-- Stored items --
■ ■ ■ ■

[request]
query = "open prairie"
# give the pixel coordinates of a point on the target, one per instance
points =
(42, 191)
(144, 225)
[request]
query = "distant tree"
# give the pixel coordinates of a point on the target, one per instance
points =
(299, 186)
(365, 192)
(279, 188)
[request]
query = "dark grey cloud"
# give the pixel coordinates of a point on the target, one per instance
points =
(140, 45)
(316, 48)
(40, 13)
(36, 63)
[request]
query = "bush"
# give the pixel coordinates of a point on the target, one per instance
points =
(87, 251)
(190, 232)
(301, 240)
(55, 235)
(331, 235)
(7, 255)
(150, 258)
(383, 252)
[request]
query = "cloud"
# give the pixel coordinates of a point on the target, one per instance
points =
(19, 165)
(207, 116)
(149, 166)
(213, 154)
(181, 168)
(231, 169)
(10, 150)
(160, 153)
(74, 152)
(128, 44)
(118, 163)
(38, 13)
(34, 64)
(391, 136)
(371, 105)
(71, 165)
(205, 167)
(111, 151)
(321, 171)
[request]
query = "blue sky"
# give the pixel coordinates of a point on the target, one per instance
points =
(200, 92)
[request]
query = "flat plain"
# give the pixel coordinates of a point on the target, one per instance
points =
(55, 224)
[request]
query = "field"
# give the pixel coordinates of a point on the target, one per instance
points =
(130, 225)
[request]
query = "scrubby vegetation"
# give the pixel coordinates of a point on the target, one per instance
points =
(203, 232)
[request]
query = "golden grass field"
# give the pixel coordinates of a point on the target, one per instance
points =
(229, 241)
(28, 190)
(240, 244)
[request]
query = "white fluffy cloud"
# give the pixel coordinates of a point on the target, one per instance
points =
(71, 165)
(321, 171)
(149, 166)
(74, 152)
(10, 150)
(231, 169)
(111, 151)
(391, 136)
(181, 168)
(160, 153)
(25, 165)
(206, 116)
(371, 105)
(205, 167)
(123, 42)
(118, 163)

■ ■ ■ ■

-- Short exercise --
Tally the lines above that contain the string "field", treating uppercase and lowercase as different. How many are there? Give only the number.

-- Solution for this problem --
2